Exercise directions: Among the entries below, determine how many lines contain the word "shoulder" and state only that figure.

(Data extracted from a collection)

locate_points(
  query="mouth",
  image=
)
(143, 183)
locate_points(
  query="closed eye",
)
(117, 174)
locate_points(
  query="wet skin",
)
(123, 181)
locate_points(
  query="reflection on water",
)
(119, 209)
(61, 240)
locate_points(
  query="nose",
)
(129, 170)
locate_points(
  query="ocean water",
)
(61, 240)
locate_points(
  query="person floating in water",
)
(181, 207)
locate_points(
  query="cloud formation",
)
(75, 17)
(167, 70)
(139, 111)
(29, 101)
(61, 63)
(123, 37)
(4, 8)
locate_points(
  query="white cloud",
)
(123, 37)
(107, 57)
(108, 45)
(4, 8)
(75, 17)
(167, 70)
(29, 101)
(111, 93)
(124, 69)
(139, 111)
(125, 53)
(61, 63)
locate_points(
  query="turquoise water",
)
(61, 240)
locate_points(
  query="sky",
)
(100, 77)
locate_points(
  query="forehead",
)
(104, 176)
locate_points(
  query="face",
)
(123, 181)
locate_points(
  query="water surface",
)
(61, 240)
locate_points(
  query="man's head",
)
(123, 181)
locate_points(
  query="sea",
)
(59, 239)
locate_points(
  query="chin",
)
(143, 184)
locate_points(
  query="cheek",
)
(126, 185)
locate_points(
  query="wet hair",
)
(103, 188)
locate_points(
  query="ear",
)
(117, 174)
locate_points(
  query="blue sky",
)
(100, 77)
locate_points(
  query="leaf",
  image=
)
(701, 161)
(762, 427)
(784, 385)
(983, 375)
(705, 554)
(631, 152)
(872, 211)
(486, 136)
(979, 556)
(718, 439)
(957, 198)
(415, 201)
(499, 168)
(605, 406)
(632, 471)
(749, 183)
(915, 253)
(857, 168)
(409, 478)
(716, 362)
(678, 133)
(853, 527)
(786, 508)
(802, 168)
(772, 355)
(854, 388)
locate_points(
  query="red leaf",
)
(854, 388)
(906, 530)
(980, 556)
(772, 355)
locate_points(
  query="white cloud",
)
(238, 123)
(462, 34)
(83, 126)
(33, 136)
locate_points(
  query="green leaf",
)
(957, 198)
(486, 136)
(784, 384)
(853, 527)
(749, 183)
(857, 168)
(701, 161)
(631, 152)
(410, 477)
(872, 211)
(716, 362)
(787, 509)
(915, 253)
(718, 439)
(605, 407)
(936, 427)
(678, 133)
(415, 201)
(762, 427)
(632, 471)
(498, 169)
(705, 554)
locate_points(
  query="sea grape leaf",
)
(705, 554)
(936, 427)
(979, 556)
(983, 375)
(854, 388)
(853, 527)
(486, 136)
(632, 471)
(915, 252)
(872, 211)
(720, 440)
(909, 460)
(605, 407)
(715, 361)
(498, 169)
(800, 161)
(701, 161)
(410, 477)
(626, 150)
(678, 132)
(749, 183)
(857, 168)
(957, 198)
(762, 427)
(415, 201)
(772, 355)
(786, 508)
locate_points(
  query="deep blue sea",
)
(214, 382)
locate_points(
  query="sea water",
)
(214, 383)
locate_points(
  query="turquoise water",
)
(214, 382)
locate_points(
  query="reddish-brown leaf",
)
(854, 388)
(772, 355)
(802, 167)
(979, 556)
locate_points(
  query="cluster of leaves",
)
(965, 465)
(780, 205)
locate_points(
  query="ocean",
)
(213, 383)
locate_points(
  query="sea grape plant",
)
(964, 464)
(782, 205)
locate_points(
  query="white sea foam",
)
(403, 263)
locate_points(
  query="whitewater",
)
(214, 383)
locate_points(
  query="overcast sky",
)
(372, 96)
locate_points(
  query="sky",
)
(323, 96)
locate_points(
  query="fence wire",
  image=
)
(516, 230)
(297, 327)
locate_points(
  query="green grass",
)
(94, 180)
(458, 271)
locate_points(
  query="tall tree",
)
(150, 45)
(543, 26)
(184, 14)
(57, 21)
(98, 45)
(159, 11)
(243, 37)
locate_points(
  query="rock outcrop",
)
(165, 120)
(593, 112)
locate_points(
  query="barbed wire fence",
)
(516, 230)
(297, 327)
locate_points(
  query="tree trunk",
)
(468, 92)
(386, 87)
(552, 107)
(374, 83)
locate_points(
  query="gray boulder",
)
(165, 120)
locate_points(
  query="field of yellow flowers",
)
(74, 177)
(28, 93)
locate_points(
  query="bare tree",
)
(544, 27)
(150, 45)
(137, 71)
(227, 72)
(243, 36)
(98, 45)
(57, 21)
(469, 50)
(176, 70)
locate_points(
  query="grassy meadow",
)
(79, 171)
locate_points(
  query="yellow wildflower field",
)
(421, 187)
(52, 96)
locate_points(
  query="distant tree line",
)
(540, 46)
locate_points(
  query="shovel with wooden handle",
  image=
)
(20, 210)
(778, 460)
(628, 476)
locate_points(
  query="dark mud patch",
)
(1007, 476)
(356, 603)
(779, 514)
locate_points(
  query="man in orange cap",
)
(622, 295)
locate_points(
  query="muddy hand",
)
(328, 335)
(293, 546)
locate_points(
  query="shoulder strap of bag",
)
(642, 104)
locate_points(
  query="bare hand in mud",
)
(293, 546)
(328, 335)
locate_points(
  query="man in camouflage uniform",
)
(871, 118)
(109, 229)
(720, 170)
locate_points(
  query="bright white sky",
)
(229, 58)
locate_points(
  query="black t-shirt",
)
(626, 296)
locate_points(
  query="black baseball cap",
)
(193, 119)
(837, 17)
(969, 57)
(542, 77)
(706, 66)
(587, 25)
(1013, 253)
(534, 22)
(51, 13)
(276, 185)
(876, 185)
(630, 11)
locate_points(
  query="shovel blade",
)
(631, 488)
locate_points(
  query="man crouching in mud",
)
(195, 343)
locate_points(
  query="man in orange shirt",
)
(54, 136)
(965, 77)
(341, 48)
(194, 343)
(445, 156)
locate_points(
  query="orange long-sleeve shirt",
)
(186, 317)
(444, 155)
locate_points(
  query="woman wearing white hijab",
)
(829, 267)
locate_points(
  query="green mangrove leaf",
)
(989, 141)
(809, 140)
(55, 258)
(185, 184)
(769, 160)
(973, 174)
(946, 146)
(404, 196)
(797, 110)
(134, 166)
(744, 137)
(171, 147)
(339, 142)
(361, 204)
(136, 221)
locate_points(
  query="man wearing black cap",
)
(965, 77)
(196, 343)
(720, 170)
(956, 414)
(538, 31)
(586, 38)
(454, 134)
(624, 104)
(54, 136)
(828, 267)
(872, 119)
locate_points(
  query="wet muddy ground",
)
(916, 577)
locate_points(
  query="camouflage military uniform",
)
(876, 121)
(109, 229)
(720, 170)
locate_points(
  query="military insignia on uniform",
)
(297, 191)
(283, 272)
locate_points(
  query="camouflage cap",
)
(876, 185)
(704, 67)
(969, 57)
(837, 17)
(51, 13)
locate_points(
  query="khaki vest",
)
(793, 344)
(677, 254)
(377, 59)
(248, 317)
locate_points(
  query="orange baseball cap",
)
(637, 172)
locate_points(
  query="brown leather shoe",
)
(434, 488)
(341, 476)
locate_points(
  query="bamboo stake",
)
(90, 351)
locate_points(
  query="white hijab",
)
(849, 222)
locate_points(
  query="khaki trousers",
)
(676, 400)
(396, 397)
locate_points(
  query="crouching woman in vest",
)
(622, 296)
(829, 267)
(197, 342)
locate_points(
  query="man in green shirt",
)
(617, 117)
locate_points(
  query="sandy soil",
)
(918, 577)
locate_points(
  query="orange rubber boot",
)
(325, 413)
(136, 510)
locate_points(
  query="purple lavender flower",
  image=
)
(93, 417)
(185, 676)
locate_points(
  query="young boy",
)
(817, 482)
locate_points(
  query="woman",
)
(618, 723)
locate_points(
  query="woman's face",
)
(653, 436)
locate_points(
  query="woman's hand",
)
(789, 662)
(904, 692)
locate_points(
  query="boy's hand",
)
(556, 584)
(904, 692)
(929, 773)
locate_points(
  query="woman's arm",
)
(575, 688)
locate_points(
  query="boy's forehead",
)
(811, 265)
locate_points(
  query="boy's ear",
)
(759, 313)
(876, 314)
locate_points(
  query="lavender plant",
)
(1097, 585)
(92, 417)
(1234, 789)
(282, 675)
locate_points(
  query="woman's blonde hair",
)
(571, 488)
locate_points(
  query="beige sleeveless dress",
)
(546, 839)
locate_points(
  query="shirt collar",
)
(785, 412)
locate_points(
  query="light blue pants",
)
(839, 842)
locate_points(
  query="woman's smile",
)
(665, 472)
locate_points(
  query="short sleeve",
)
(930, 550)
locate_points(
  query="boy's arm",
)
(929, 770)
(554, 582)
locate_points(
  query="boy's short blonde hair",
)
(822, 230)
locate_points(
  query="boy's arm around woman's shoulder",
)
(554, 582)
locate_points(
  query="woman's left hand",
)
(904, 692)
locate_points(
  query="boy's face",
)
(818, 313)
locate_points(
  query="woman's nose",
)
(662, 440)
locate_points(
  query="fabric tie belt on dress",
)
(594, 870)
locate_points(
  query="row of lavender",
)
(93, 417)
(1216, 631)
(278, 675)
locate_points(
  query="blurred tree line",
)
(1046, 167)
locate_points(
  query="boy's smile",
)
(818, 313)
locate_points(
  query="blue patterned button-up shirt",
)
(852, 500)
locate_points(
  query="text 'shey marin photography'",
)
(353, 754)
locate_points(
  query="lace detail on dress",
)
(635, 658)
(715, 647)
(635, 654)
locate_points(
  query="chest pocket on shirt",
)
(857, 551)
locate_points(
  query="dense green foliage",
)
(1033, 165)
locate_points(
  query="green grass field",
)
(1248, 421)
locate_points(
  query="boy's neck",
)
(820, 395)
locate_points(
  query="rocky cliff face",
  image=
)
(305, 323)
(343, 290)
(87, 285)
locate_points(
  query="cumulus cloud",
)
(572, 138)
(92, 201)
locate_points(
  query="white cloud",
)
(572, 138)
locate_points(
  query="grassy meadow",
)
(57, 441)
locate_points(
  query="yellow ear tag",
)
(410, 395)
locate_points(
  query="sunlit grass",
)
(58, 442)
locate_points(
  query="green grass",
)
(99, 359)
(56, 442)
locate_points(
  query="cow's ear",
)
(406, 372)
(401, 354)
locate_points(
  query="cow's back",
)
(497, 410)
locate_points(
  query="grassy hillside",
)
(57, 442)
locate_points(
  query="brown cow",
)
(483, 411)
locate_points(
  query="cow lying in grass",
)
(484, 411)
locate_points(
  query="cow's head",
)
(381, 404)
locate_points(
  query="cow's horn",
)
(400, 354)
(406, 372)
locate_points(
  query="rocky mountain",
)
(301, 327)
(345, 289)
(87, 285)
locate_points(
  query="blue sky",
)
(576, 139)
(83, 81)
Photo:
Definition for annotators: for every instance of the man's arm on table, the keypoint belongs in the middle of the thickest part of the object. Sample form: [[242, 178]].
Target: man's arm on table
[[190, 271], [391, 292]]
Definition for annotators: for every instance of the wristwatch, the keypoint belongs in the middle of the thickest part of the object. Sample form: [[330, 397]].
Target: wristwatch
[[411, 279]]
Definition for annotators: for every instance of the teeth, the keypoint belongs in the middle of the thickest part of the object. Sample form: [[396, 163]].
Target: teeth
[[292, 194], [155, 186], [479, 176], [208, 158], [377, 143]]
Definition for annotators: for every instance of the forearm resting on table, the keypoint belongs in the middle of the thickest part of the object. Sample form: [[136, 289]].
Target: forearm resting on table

Answer space: 2